* _SUPPLIED MATERIAL_
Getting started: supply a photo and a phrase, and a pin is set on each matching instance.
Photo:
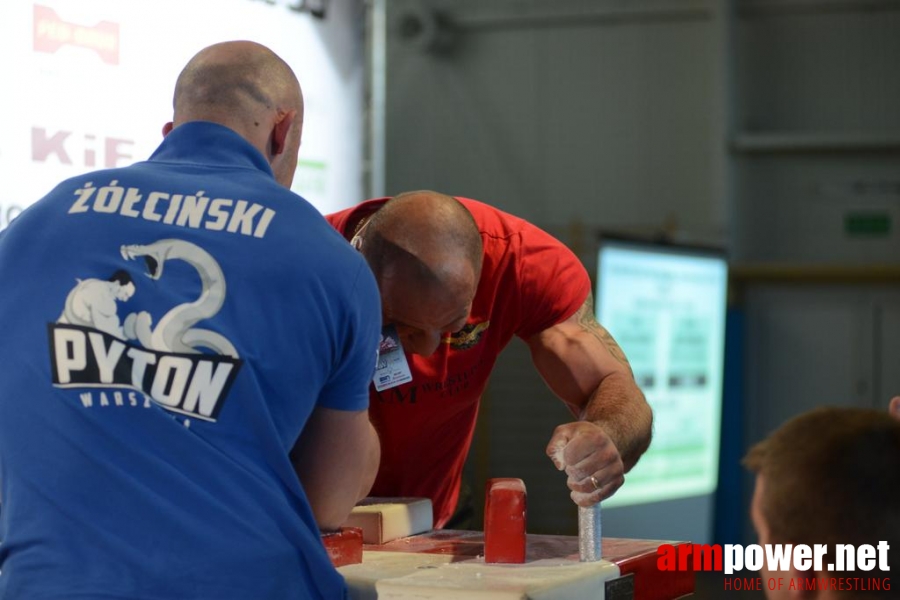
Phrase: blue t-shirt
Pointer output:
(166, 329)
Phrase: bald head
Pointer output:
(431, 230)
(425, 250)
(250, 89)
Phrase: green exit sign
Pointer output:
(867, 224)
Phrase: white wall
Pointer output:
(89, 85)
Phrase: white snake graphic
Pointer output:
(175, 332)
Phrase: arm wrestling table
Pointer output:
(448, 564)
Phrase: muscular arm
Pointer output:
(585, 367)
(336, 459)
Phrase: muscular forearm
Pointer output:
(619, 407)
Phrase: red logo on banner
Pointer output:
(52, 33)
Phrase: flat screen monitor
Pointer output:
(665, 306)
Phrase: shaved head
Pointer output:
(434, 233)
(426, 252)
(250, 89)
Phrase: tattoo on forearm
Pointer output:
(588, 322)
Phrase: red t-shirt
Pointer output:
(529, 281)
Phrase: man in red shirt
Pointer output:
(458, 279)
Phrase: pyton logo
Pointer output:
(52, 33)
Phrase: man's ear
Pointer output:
---
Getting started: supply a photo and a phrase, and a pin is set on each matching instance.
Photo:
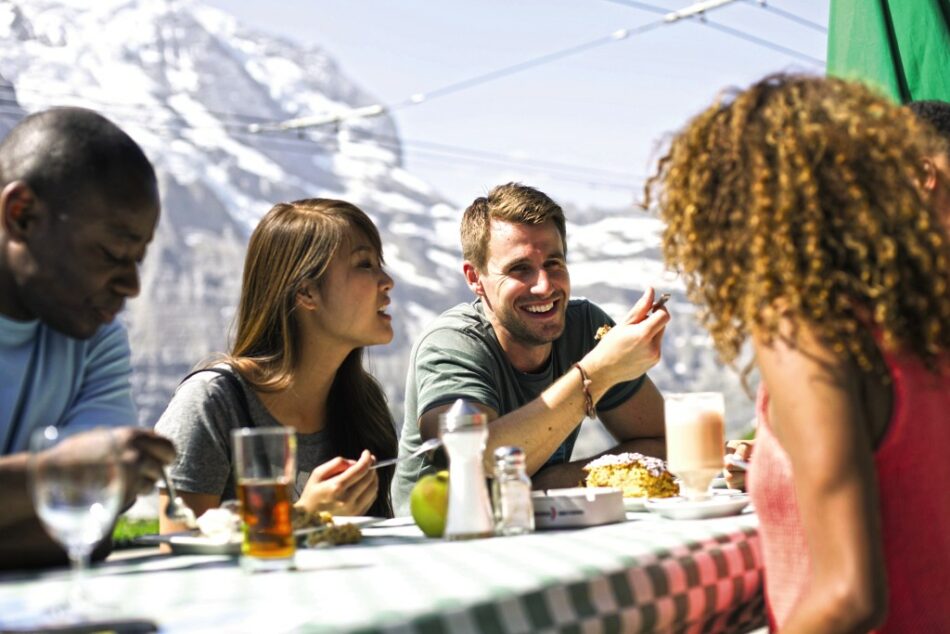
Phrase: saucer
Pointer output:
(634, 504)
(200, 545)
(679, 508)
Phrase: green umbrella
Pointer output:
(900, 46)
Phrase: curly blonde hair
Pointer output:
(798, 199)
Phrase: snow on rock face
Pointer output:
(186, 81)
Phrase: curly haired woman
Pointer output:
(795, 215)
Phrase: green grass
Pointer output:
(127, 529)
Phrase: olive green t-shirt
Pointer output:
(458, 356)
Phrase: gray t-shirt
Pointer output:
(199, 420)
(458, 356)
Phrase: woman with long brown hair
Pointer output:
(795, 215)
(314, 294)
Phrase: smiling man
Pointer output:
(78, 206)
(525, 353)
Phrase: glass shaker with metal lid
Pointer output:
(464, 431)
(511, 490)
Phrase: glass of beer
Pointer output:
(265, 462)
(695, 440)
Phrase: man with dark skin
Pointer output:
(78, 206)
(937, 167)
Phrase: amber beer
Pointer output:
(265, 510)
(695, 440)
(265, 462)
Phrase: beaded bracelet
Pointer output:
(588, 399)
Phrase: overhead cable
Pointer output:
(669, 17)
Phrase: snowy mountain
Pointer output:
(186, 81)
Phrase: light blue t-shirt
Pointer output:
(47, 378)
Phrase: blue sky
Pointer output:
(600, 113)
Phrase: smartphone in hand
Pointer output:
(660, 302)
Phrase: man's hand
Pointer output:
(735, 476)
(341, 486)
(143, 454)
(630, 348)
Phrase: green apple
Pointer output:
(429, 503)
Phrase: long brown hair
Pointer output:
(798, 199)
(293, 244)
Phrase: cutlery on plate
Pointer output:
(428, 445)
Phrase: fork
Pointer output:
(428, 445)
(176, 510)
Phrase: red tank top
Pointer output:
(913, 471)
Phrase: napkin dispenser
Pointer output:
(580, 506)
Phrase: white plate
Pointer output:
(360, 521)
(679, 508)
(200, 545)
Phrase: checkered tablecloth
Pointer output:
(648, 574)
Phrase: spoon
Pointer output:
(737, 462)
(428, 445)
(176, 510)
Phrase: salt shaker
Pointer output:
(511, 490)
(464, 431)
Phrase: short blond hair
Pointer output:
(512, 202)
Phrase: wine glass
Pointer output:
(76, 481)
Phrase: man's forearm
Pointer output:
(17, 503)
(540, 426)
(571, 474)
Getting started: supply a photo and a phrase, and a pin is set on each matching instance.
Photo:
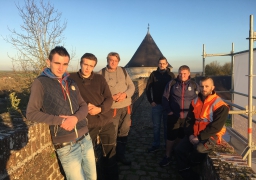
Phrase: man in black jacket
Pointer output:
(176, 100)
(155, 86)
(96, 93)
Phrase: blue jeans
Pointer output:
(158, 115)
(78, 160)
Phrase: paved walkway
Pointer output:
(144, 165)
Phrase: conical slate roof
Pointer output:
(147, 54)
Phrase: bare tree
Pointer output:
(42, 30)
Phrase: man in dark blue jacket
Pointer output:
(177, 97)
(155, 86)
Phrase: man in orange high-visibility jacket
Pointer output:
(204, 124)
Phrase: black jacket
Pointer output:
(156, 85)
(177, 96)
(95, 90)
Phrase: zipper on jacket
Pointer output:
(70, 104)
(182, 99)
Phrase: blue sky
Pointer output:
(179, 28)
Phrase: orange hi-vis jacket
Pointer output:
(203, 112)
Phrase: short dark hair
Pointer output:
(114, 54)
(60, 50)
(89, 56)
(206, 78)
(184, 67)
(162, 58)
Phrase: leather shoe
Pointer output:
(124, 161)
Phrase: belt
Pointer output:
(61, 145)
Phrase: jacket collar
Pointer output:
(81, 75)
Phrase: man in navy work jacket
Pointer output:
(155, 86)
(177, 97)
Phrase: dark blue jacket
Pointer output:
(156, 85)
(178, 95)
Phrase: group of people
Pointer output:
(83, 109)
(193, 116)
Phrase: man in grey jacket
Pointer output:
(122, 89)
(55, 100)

* _TASK OBJECTIVE_
Find each line in the items above that contains the word "long", and copy every such line in full.

* _RESULT FOR THIS TASK_
Phrase: woman with long brown hair
Phrase: long brown hair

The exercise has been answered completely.